(Instructions):
A. Summarize the Exercise 3.2 passage in two sentences.
B. Transcribe the stretch of the Exercise 3.2 passage from "# Exercise 3.2" through "appendL xs ys.)" without any changes.
C. Translate this sentence from the Exercise 3.2 passage into Spanish: "Using the universal property of foldL, we need to solve the following for e and f:"

(Passage given):
^^^^
# Exercise 3.2

I lost my calculations for mapL, but here it is, a classic of
fold universality:

    mapL ∷ (α → β) → List α → List β
    mapL f = foldL (Cons ∘ f) Nil

We look at the flipped version of appendL, defined by

    appendL' ys Nil         = ys
    appendL' ys (Cons x xs) = Cons x (appendL' ys xs)

(appendL' ys xs is equivalent to appendL xs ys.)

Using the universal property of foldL, we need to solve the following
for e and f:

    (appendL' ys) Nil         = e
    (appendL' ys) (Cons z zs) = f z ((appendL' ys) zs)

The first is immediate: e = ys.  The second:

    (appendL' ys) (Cons z zs) = f z ((appendL' ys) zs)
  =   { appendL'.2, unapply appendL' }
    Cons z (appendL' ys zs) = f z (appendL' ys zs)

and thus f = Cons.  So we have:

    (appendL' ys) = foldL Cons ys

We can now get back the original form,

    appendL xs ys = foldL Cons ys xs,

which completes the derivation.


Lastly, concatL is defined by:

    concatL ∷ List (List α) → List α
    concatL Nil           = Nil
    concatL (Cons xs xss) = appendL xs (concatL xss)
^^^^
(Data section):
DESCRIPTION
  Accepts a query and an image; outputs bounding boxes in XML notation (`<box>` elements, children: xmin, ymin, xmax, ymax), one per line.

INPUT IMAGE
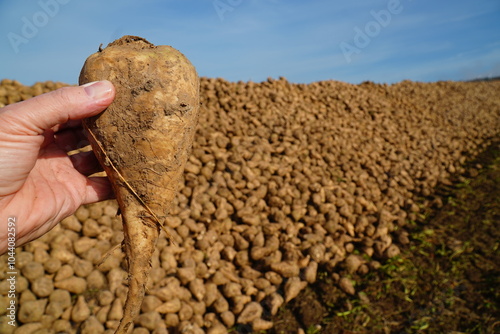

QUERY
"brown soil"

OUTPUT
<box><xmin>268</xmin><ymin>141</ymin><xmax>500</xmax><ymax>334</ymax></box>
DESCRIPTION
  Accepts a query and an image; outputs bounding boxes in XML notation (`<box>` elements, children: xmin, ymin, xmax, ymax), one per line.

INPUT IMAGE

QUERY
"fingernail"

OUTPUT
<box><xmin>82</xmin><ymin>81</ymin><xmax>113</xmax><ymax>100</ymax></box>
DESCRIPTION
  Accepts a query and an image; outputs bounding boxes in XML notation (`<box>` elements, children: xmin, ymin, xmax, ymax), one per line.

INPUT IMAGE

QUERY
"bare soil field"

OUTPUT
<box><xmin>0</xmin><ymin>78</ymin><xmax>500</xmax><ymax>334</ymax></box>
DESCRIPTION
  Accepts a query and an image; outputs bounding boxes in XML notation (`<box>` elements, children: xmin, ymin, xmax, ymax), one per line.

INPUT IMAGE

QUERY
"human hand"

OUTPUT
<box><xmin>0</xmin><ymin>81</ymin><xmax>115</xmax><ymax>254</ymax></box>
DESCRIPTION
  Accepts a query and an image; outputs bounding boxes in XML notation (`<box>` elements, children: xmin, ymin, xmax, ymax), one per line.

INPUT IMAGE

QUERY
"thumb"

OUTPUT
<box><xmin>0</xmin><ymin>80</ymin><xmax>115</xmax><ymax>135</ymax></box>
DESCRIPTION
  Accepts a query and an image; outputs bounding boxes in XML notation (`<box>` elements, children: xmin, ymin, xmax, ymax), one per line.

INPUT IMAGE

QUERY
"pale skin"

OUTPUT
<box><xmin>0</xmin><ymin>81</ymin><xmax>115</xmax><ymax>254</ymax></box>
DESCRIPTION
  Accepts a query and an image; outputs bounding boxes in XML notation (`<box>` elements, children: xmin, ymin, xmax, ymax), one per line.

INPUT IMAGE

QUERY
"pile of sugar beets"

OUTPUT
<box><xmin>0</xmin><ymin>36</ymin><xmax>500</xmax><ymax>334</ymax></box>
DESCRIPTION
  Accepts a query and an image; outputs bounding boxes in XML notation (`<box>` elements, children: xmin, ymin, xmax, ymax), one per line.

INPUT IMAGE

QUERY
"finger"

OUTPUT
<box><xmin>0</xmin><ymin>80</ymin><xmax>115</xmax><ymax>135</ymax></box>
<box><xmin>82</xmin><ymin>176</ymin><xmax>115</xmax><ymax>204</ymax></box>
<box><xmin>69</xmin><ymin>151</ymin><xmax>103</xmax><ymax>176</ymax></box>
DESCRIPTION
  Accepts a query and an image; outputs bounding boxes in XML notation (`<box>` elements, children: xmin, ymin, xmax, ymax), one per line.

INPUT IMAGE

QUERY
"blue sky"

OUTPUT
<box><xmin>0</xmin><ymin>0</ymin><xmax>500</xmax><ymax>85</ymax></box>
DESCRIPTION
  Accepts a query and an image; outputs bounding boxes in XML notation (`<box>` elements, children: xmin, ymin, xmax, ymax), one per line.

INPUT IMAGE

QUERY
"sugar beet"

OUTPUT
<box><xmin>79</xmin><ymin>36</ymin><xmax>199</xmax><ymax>333</ymax></box>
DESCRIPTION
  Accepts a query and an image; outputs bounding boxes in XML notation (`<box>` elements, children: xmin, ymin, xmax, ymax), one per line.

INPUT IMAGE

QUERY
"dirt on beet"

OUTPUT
<box><xmin>267</xmin><ymin>141</ymin><xmax>500</xmax><ymax>334</ymax></box>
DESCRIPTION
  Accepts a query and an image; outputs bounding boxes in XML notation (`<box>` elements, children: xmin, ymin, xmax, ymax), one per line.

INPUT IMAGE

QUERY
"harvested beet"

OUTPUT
<box><xmin>79</xmin><ymin>36</ymin><xmax>199</xmax><ymax>333</ymax></box>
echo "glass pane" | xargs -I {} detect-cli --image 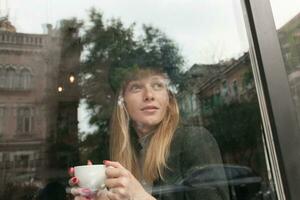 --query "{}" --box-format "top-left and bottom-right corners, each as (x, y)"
(0, 0), (276, 200)
(270, 0), (300, 123)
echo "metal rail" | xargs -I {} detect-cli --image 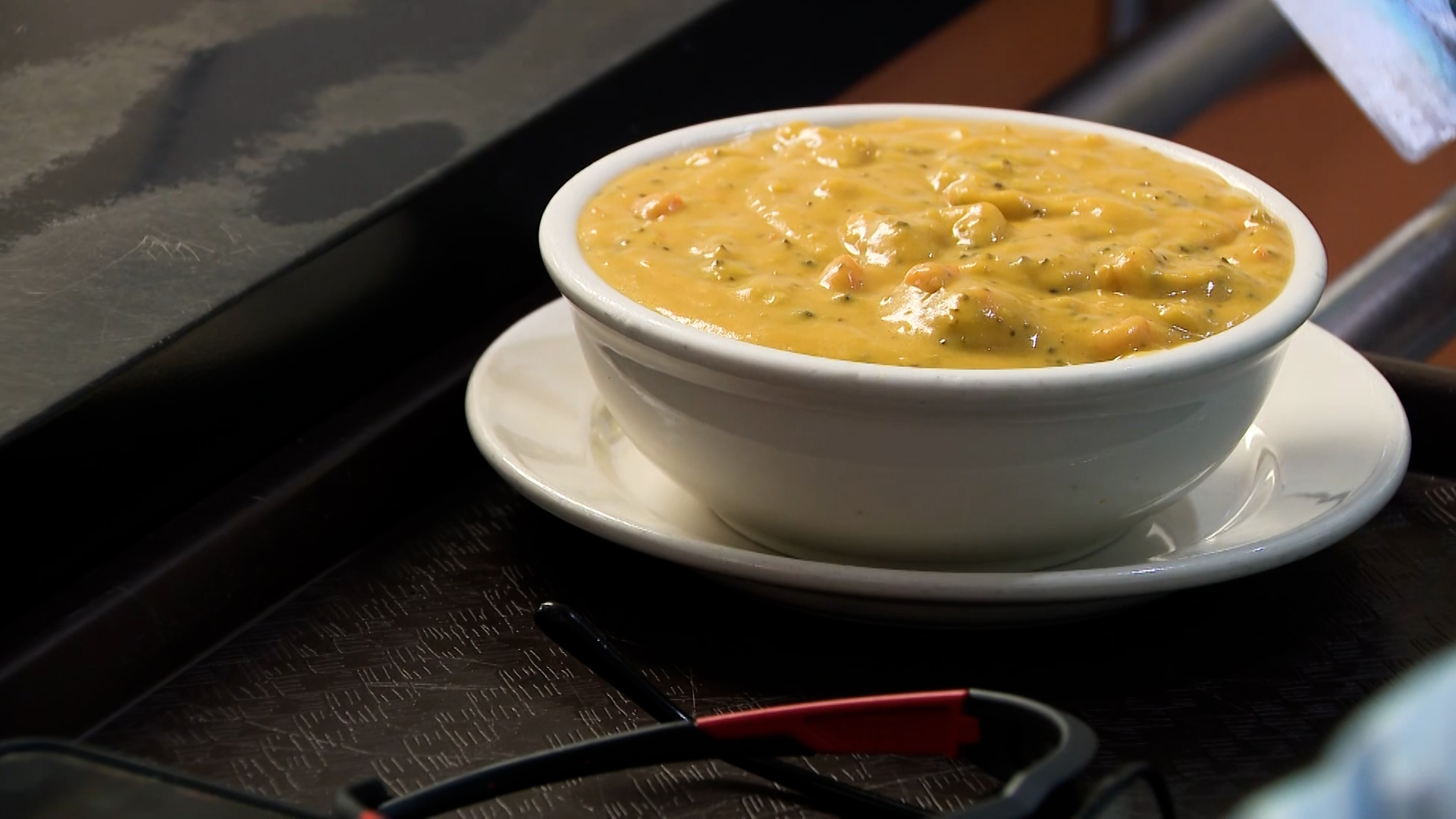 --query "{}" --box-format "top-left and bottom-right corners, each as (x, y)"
(1037, 0), (1299, 136)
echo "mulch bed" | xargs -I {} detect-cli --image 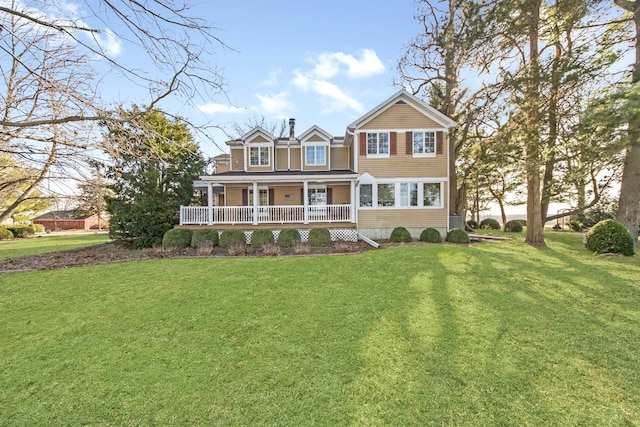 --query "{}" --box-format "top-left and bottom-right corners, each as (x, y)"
(0, 242), (371, 272)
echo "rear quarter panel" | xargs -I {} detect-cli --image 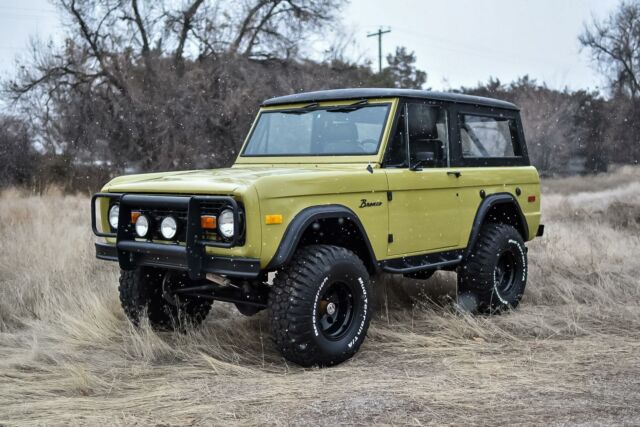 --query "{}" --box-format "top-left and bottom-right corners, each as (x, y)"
(456, 166), (540, 245)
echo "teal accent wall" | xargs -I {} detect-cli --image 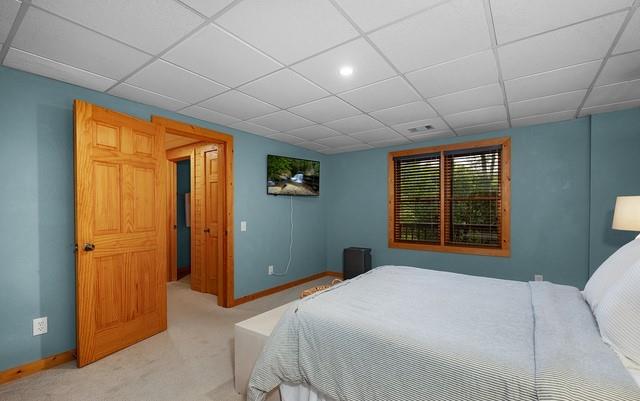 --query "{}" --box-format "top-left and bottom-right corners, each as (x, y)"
(0, 67), (326, 371)
(324, 118), (589, 286)
(176, 160), (191, 269)
(589, 109), (640, 273)
(0, 63), (640, 371)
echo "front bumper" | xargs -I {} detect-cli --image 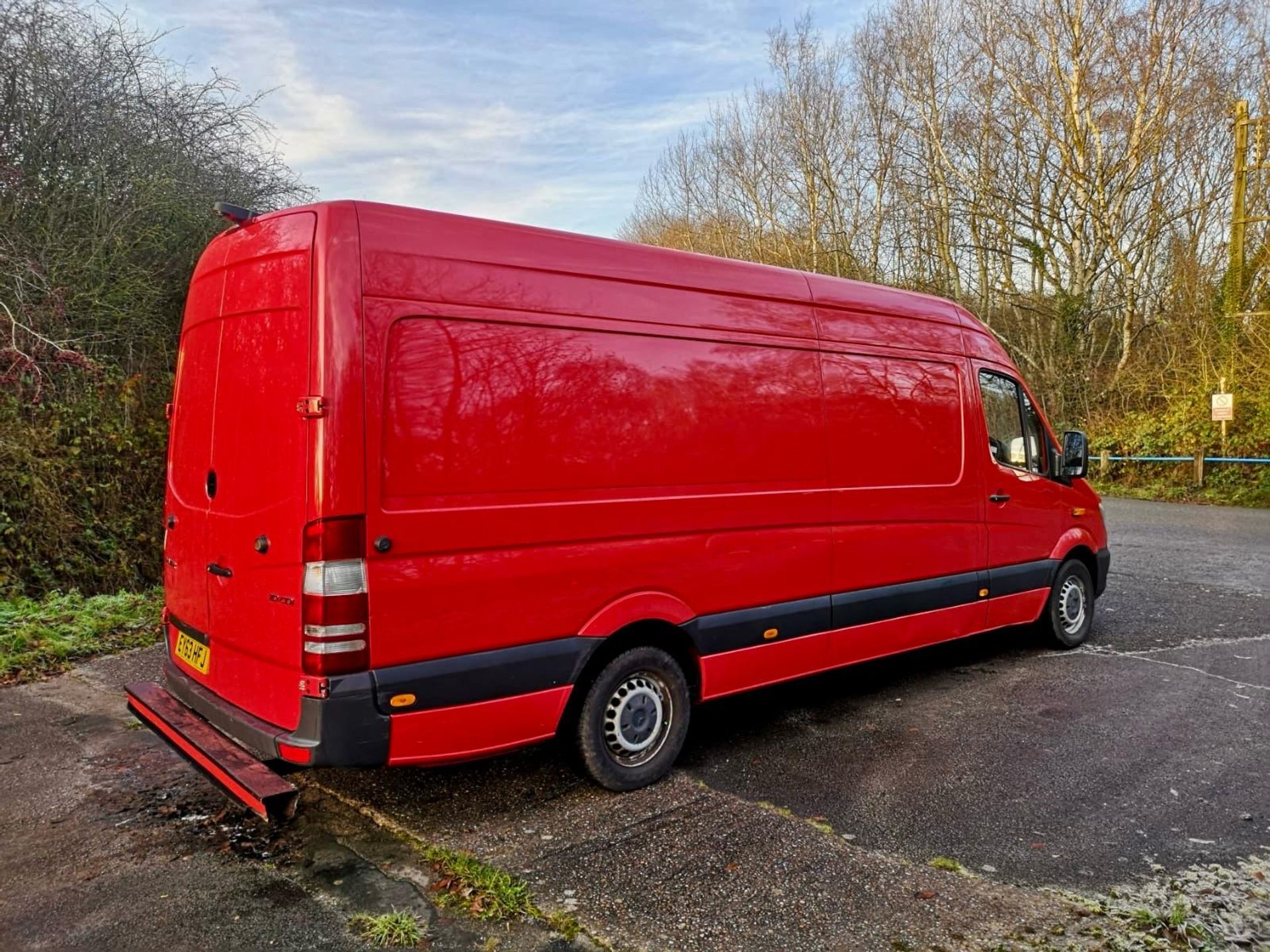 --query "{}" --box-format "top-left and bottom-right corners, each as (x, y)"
(153, 658), (389, 767)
^^^^
(Final results):
A. The passage defines mapL as a foldL of Cons composed with f, starting from Nil, and then applies the universal property of foldL to the flipped appendL', getting e = ys and f = Cons, so (appendL' ys) = foldL Cons ys and appendL xs ys = foldL Cons ys xs. It ends by defining concatL, which returns Nil for Nil and otherwise appends the head list to the concatenation of the rest.

B.
# Exercise 3.2

I lost my calculations for mapL, but here it is, a classic of
fold universality:

    mapL ∷ (α → β) → List α → List β
    mapL f = foldL (Cons ∘ f) Nil

We look at the flipped version of appendL, defined by

    appendL' ys Nil         = ys
    appendL' ys (Cons x xs) = Cons x (appendL' ys xs)

(appendL' ys xs is equivalent to appendL xs ys.)

C. Usando la propiedad universal de foldL, necesitamos resolver lo siguiente para e y f: